[Coordinate annotation records]
....

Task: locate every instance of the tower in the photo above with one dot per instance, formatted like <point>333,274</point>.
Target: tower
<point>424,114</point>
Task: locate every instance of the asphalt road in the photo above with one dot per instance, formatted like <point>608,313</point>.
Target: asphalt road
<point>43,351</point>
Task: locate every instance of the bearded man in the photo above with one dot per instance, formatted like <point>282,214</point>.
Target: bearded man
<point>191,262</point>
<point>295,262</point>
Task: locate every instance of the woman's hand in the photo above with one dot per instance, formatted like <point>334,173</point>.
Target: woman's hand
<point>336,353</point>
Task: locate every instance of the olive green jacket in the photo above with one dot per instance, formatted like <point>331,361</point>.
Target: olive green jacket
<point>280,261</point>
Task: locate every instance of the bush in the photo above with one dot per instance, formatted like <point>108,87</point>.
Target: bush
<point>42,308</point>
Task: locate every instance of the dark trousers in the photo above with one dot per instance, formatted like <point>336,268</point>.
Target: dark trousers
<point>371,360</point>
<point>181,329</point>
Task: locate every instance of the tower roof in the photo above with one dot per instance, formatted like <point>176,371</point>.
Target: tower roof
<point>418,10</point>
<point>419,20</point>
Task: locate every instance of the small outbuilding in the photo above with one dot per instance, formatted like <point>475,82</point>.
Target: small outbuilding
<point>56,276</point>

....

■ WORK INSTRUCTIONS:
Copy out these lines word for word.

■ SOLVED EXERCISE:
Task: locate every instance of the tower in the photo above with one dot per instance, formatted like <point>333,274</point>.
Target: tower
<point>424,114</point>
Task: locate every instance of the asphalt road in the photo above with one dot per instance, formatted like <point>608,313</point>.
Target: asphalt road
<point>43,351</point>
Task: locate every instance of the bearded man in the photo above with one dot per instance, formatted like <point>282,214</point>.
Target: bearded man
<point>191,262</point>
<point>295,262</point>
Task: locate every instance of the woman's hand in the photo above with one dot per instance, formatted like <point>334,173</point>.
Target: woman's hand
<point>336,353</point>
Task: locate every instance of the olive green jacket in the photo above with one dot per instance, formatted like <point>331,361</point>.
Target: olive green jacket
<point>280,261</point>
Task: locate every instance of the bush in the photo above with one dot per instance, formatted like <point>108,87</point>.
Target: bush
<point>42,308</point>
Task: locate every instance of the dark trousers in the photo above with one dot per instance, formatted like <point>336,268</point>.
Target: dark trousers
<point>371,360</point>
<point>181,329</point>
Task: locate every instance of the tower roof in the photo above with one dot per instance, formatted like <point>176,371</point>.
Target: tower roof
<point>418,10</point>
<point>419,20</point>
Task: locate every instance of the small outbuilding in the photo above with one dot per instance, formatted like <point>475,82</point>.
Target: small outbuilding
<point>56,276</point>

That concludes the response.